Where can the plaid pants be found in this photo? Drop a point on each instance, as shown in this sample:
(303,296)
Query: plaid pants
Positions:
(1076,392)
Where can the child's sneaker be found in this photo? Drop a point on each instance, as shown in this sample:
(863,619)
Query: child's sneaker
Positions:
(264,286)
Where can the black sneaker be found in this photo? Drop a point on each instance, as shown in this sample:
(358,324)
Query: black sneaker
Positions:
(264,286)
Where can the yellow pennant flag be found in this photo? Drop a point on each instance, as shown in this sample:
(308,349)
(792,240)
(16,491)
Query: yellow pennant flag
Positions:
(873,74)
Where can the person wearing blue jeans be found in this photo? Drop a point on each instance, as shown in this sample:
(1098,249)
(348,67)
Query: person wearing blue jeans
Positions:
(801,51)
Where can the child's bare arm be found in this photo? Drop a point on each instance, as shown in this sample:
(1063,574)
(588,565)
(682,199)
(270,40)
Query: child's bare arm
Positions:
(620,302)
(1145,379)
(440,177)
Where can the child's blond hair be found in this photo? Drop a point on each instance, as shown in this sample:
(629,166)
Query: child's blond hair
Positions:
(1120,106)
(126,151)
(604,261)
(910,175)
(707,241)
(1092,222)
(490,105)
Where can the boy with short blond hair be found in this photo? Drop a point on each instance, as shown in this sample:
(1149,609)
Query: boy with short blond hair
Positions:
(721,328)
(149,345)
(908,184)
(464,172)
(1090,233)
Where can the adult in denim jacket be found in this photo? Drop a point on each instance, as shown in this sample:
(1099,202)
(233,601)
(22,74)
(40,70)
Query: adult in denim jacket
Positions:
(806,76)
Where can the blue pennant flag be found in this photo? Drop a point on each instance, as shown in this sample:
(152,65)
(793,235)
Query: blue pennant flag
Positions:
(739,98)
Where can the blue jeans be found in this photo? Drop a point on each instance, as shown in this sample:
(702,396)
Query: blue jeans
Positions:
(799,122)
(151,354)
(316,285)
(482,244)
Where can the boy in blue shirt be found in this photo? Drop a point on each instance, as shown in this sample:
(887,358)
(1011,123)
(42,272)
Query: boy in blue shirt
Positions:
● ● ● ●
→ WORK REQUEST
Scan the material above for the string "shown". Return each line where it occurs.

→ TASK RESPONSE
Where can the plaid pants be found in this photo? Drop a point on each instance, as shown in this sample:
Where can the child's sneaker be found in this photo? Drop a point on each instance, as shown in this sample:
Where can the black sneaker be found in this photo? Drop a point on each instance, as shown in this sample:
Where can the yellow pennant flag be found in this photo? Drop a point on each instance, as shown in this sample:
Where can the person wearing blue jeans be found in this photo? Drop a point on each instance, as shown in this sample:
Where can the child's bare arm be found in this photo? Drop a point on each instance, as shown in this sample:
Where can the child's blond hair be found in this photo? Drop a point on each instance, as shown in this sample:
Where can the boy with short blond hair be found in this photo? Drop a point on each instance, as shown in this sample:
Where can the adult in denim jacket be found in this photo? Drop a point on each instance, as shown in this sample:
Where can the blue pennant flag be found in this photo? Drop a point on each instance, as shown in this sample:
Where can the blue jeans be found in this photo? Drop a point on each instance, as shown in this sample:
Where can the boy in blue shirt be found in this photo? Drop a point on each instance, as shown in this sample:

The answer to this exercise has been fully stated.